Direction | Count the lines in the records below that contain the string "dough", and reply with that number alone.

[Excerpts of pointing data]
====================

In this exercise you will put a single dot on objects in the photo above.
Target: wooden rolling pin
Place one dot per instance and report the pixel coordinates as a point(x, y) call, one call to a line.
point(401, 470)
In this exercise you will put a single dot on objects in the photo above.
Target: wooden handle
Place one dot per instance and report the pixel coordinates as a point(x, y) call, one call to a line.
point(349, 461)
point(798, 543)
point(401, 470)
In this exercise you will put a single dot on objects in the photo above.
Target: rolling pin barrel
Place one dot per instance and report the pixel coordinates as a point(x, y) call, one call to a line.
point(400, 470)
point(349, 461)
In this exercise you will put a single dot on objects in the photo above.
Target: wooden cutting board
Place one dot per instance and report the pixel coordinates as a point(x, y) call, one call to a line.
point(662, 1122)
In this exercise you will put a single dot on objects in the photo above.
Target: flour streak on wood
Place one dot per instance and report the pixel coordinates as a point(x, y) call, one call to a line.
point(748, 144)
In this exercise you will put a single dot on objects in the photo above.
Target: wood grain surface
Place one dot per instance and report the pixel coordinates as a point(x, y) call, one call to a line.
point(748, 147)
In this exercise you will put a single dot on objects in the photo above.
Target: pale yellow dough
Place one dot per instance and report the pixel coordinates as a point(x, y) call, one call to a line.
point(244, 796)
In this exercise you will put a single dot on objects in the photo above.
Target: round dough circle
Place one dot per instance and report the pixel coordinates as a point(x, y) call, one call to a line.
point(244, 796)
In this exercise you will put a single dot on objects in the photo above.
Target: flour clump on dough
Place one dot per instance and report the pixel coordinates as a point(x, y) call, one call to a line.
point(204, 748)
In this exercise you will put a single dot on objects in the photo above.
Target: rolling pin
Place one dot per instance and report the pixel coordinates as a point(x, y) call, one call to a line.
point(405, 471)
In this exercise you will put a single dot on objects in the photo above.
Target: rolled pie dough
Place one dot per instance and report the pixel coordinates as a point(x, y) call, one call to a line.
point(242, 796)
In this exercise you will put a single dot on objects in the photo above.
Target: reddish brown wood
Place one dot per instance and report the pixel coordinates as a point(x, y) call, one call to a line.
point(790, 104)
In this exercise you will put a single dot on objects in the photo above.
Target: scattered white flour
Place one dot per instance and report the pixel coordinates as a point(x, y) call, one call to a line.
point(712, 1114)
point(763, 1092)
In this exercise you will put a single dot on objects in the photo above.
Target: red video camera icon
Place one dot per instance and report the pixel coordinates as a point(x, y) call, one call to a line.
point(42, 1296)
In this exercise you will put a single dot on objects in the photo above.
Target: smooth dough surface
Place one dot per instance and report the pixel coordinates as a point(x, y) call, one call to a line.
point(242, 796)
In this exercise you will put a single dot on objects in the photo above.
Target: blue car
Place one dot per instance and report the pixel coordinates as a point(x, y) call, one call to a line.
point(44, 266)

====================

Result for this task | 5